- [Short task 1] According to the research page on user-sourced online data collection, what did Twitter revoke?
- [Short task 2] Say whether each statement agrees with the research page on user-sourced online data collection. Answer yes or no and quote the deciding words. (a) The page is dated July 2023. (b) The abstract says internet platforms are making it easier for researchers to study their effects on society. (c) Twitter is described as the modal source of online behavioral data largely because of its generous APIs.

- [Supplied text]
---+---

AFFILIATE RESEARCH
Enhancing the Ethics of User-Sourced Online Data Collection and Sharing
Michelle N. Meyer, John Basl, David Choffnes, Christo Wilson, and David Lazer | July 2023
Abstract: Social media and other internet platforms are making it even harder for researchers to investigate their effects on society. One way forward is user-sourced data collection of data to be shared among many researchers, using robust ethics tools to protect the interests of research participants and society.
Twitter’s revocation of special academic access to its application programming interfaces (APIs) is the latest blow to the study of information sharing and consumption on the internet1. Platform APIs offer easy access to data, and Twitter is the modal source of online behavioral data — largely because of its generous APIs — to study everything from misinformation to the filter bubble.

---+---

- [Entries shown]

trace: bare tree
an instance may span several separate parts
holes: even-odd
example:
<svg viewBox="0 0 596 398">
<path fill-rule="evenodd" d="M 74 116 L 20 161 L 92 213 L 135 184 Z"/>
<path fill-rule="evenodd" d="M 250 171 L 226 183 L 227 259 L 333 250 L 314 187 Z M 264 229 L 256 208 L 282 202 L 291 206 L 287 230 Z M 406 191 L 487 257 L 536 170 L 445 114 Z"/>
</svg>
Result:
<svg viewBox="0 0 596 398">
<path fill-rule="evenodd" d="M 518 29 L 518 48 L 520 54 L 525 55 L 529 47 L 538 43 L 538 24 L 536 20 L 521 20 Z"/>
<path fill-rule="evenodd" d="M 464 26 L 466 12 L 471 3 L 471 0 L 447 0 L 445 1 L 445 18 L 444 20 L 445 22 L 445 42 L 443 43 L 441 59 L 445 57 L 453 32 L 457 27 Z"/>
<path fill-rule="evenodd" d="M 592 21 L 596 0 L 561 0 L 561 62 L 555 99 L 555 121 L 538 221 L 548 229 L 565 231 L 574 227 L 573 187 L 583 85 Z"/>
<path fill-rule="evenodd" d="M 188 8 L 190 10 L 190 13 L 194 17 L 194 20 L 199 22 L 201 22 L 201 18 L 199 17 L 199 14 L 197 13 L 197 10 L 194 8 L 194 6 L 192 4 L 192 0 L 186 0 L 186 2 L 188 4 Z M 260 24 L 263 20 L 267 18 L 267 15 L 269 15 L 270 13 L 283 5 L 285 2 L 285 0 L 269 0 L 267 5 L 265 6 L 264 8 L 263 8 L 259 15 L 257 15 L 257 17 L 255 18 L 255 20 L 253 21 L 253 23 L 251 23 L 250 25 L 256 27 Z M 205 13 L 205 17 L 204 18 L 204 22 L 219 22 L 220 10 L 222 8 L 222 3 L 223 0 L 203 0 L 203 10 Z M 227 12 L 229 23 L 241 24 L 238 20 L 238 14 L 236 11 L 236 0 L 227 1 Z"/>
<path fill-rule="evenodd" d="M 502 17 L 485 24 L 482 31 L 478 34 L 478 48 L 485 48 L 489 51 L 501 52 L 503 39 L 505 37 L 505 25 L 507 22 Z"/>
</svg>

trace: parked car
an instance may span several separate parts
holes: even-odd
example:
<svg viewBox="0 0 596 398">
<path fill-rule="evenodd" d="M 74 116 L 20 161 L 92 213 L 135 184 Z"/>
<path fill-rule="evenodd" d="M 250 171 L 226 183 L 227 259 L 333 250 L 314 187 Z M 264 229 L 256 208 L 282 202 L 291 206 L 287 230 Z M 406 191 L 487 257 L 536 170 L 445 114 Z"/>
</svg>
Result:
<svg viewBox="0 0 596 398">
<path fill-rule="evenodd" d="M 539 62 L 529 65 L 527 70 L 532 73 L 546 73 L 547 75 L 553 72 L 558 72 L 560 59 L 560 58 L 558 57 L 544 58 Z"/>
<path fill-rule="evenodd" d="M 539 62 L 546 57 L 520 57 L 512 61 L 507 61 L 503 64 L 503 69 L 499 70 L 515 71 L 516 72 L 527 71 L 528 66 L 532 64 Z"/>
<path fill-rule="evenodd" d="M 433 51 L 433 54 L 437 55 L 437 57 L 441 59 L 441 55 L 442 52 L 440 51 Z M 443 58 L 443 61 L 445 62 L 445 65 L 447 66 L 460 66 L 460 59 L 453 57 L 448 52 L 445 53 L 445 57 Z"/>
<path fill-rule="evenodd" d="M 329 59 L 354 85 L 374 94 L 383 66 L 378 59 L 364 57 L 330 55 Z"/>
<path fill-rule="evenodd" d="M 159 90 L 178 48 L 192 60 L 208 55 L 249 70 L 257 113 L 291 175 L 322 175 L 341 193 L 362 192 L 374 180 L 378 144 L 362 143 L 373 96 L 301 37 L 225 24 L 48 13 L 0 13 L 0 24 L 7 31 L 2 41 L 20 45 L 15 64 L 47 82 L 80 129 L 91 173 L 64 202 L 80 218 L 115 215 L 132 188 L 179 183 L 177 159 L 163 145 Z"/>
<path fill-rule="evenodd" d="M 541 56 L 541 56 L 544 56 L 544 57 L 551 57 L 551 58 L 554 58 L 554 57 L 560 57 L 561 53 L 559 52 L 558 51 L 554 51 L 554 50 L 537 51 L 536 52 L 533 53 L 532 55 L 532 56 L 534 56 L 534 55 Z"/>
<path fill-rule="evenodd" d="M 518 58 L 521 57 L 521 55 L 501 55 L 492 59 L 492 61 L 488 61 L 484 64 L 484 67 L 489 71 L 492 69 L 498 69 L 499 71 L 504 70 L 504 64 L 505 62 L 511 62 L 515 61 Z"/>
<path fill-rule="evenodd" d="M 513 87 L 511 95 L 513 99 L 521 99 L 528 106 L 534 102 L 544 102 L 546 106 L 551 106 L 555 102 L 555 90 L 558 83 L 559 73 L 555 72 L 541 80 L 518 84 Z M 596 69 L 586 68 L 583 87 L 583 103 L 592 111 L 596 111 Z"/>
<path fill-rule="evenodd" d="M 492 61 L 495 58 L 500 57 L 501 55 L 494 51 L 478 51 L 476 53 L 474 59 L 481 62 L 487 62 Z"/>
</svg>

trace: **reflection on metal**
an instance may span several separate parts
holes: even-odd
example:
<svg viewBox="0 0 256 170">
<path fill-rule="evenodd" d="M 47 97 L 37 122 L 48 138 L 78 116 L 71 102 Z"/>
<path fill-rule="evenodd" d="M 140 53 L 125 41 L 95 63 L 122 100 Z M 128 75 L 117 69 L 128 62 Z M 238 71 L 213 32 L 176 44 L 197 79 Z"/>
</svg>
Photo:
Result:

---+---

- [Task output 1] Twitter revoked special academic access to its application programming interfaces (APIs).

- [Task output 2]
(a) Yes: "July 2023".
(b) No: "making it even harder for researchers to investigate their effects on society".
(c) Yes: "Twitter is the modal source of online behavioral data — largely because of its generous APIs".